:: What you have to do ::
Reproduce the rows below verbatim, leaving out the pictures.

:: Data for processing ::
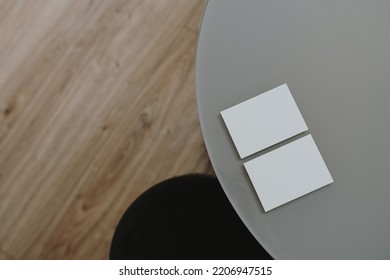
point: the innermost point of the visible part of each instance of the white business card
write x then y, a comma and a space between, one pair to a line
288, 172
263, 121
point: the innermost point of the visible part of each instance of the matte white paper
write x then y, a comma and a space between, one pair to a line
288, 172
263, 120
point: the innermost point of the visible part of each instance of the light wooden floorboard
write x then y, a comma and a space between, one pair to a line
97, 104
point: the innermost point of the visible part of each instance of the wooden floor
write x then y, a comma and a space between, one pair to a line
97, 104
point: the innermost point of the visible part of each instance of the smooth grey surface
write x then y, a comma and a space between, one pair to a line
335, 58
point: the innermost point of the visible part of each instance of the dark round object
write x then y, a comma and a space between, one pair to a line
187, 217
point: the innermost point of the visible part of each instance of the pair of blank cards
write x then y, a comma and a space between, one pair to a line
285, 173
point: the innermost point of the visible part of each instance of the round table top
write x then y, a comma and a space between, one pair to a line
335, 57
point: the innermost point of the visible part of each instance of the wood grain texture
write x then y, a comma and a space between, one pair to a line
97, 104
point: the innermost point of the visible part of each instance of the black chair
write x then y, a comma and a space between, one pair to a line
187, 217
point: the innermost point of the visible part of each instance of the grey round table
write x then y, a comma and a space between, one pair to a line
335, 57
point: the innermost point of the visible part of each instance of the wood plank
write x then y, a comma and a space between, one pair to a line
4, 255
96, 107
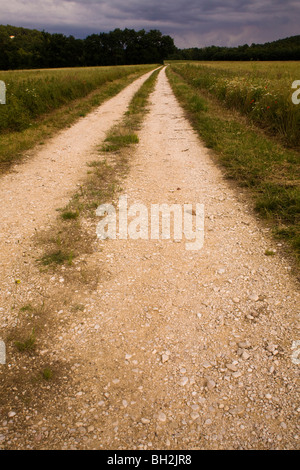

:: Full solution ::
point: the innermost point of the visible part of each instance of the white business card
write x then y, a comma and a space between, one pair to a line
288, 172
263, 121
point: the innermost point of the visible part of each instance of the matte white paper
write x then y, a comma and a space between, one pair to a line
288, 172
263, 120
point: the innermost point of the visible part of each instance of the light wooden floorboard
write x then y, a comma and a space between, one pair to a line
97, 104
point: the innermost point of the visible part of each instance of the wooden floor
write x then y, a comma and a space between, one pair to a line
97, 104
point: the innermost point of the visible part of each instance of the smooth grey surface
write x then y, a comma and a space between, one pair to a line
335, 58
point: the innermost point of the visible part of each instance of the dark round object
write x then y, a comma and a space between, one pair to a line
187, 217
point: the innermost point of the visible part of each instance of the pair of blank cards
write x then y, a comma and a space between, one pair to a line
285, 173
point: the innermost point of the visible part of each instance of the round table top
write x then y, a comma and a space between, one pair to a line
335, 57
point: the innermost point of the visible part of each instance of the wood grain texture
write x then y, a comma and a space between, one pair to a line
97, 104
point: the innermost point of the visible part of each instance of the black chair
write x then y, a comma and a space between, one pair to a line
187, 217
point: the innermost point of the visible part of each instance of the grey round table
write x then y, a comma and a space between, one pair to a line
335, 57
point: the innermost point of the visible part of each instance of the wood plank
write x then y, a comma and a space between, one pair to a line
4, 255
96, 107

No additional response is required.